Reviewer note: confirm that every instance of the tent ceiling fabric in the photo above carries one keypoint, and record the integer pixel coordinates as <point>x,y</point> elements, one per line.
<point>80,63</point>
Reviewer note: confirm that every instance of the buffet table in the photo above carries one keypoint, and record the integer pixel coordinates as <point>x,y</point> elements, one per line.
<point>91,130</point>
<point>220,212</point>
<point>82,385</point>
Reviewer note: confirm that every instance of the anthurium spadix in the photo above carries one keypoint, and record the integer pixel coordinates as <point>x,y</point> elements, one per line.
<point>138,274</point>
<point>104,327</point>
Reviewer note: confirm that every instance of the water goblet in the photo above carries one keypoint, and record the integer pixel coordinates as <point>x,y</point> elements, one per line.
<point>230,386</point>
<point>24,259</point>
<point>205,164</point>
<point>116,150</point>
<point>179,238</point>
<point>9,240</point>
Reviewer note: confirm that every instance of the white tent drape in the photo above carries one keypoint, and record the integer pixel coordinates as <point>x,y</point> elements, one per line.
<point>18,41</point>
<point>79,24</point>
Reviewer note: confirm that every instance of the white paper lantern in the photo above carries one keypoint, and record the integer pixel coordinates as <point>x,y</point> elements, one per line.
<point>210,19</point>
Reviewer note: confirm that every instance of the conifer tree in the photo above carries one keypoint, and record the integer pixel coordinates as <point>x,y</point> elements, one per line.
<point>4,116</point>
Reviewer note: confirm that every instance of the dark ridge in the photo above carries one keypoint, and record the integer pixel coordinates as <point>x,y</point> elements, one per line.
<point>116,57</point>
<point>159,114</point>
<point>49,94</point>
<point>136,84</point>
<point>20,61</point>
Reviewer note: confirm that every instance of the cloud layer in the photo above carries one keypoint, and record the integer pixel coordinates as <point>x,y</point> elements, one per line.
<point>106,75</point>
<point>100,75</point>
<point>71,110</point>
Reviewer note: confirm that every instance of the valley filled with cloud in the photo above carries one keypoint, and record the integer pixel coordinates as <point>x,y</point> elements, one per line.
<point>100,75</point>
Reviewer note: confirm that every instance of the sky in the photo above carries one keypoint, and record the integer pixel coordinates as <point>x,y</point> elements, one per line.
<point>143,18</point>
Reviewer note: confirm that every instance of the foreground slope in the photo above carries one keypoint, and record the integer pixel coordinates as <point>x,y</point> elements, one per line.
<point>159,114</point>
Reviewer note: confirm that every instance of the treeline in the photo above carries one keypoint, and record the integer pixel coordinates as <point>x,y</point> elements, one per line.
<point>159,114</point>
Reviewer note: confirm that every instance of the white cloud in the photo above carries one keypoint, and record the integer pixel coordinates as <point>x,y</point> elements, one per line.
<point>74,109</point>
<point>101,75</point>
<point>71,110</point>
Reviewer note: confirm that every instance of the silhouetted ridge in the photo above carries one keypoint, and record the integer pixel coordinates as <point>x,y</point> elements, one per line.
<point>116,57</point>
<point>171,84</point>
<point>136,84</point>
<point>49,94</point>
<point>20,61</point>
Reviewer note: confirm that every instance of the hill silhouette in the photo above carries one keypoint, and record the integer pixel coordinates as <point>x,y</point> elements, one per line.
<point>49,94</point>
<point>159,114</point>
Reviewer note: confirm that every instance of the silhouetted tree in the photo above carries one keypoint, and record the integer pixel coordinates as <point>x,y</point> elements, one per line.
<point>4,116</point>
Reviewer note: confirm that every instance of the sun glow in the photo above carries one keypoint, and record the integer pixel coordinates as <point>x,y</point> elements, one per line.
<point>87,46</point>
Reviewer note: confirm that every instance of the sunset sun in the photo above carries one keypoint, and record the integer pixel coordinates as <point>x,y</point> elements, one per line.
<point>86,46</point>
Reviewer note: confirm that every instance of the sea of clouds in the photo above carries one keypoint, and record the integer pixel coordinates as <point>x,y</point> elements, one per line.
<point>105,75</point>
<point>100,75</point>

### Your instructions
Each record above must be transcribed exactly, and none may be skipped.

### Expected output
Reviewer note: confirm that every instance of the tent ceiling fabric in the photo above carries one keypoint, and record the integer pixel coordinates as <point>x,y</point> elements, one per line.
<point>80,63</point>
Reviewer note: confirm that every instance of the buffet table in the photo above carries one keypoint, and record the integer pixel coordinates as <point>x,y</point> elements, one per line.
<point>91,130</point>
<point>220,212</point>
<point>82,385</point>
Reviewer note: confirm that every instance of the anthurium spadix in the photo above carries one keypoint, and record the integer pixel coordinates as <point>x,y</point> elements, one per line.
<point>138,274</point>
<point>104,327</point>
Reviewer note: confirm that every instance of the water goblet in the photo above carries one keypoint, and record the integer pixel coordinates as <point>x,y</point> elements, one per line.
<point>230,386</point>
<point>24,259</point>
<point>205,164</point>
<point>116,150</point>
<point>179,238</point>
<point>9,240</point>
Reviewer note: confirm that every instance of the white tent drape in the photo above carries one keypoint, and record the integer pixel coordinates as <point>x,y</point> elements, one per line.
<point>18,41</point>
<point>79,24</point>
Reviewer note: confirm that every instance of the white paper lantern in the photo above carries one keypoint, and record the integer pixel coordinates as <point>x,y</point> elements, one per line.
<point>210,19</point>
Reviewer note: confirm that every instance of the conifer tree in the photo above carries one keypoint, and record the integer pixel coordinates as <point>x,y</point> elements, one per line.
<point>4,116</point>
Reviewer note: confirm that every instance of the dark ridge in the photo above carries one keypoint, and record the integer pixel coordinates as <point>x,y</point> elements, one per line.
<point>116,57</point>
<point>159,114</point>
<point>49,94</point>
<point>136,84</point>
<point>20,61</point>
Reviewer note: confirm that every instance of the cloud layer in the photo above carries one keypoint, and record the integer pixel coordinates as <point>x,y</point> elements, one per line.
<point>106,75</point>
<point>100,75</point>
<point>71,110</point>
Reviewer note: confirm that every instance of the valley filled with cloud in the photo above carries one keypoint, and record the integer pixel coordinates as <point>x,y</point> elements, one per line.
<point>100,75</point>
Reviewer note: confirm that every instance of the sky in the photo above carries one keypoint, and record the integer pixel coordinates as <point>x,y</point> elements, one per line.
<point>143,18</point>
Reviewer note: confirm that every instance of the foreground slope in the photo above carries one keypoint, and record the integer pixel coordinates as <point>x,y</point> elements, one per line.
<point>159,114</point>
Reviewer note: confirm that every instance of the treeline in the photo above carries one keypoint, and record the integer pixel coordinates as <point>x,y</point> elements, one per line.
<point>159,114</point>
Reviewer note: confirm that every instance of the white cloud in the photo above carries one keypoint, and record the integer pixel coordinates as <point>x,y</point> elements, one per line.
<point>74,109</point>
<point>101,75</point>
<point>71,110</point>
Reviewer note: confirm that every instance of the silhouetted ridge in the photo above carries one keypoint, and record the integer pixel coordinates as <point>x,y</point> elements, one per line.
<point>116,57</point>
<point>171,84</point>
<point>136,84</point>
<point>49,94</point>
<point>20,61</point>
Reviewer note: confirm that every instance of the hill silhouette in the photo above carries one keypoint, and record the integer pixel coordinates as <point>x,y</point> elements, one per line.
<point>49,94</point>
<point>159,114</point>
Reviewer note: confirm that every instance of the silhouetted tree in the photo above carries one keypoint, and record the integer pixel coordinates as <point>x,y</point> elements, one per line.
<point>4,116</point>
Reviewer note: confirm that every instance of the sun glow in the photo above carries one keypoint, and record the integer pixel coordinates as <point>x,y</point> elements, one per line.
<point>87,46</point>
Reviewer note: confirm that every instance of the sunset sun in the photo above carries one keypoint, and record the integer pixel coordinates as <point>x,y</point> elements, one per line.
<point>86,46</point>
Reviewer note: confirm that every instance of the sea of clouds in the photo above carries one keypoint, and record the integer pixel coordinates as <point>x,y</point> elements, one per line.
<point>105,75</point>
<point>100,75</point>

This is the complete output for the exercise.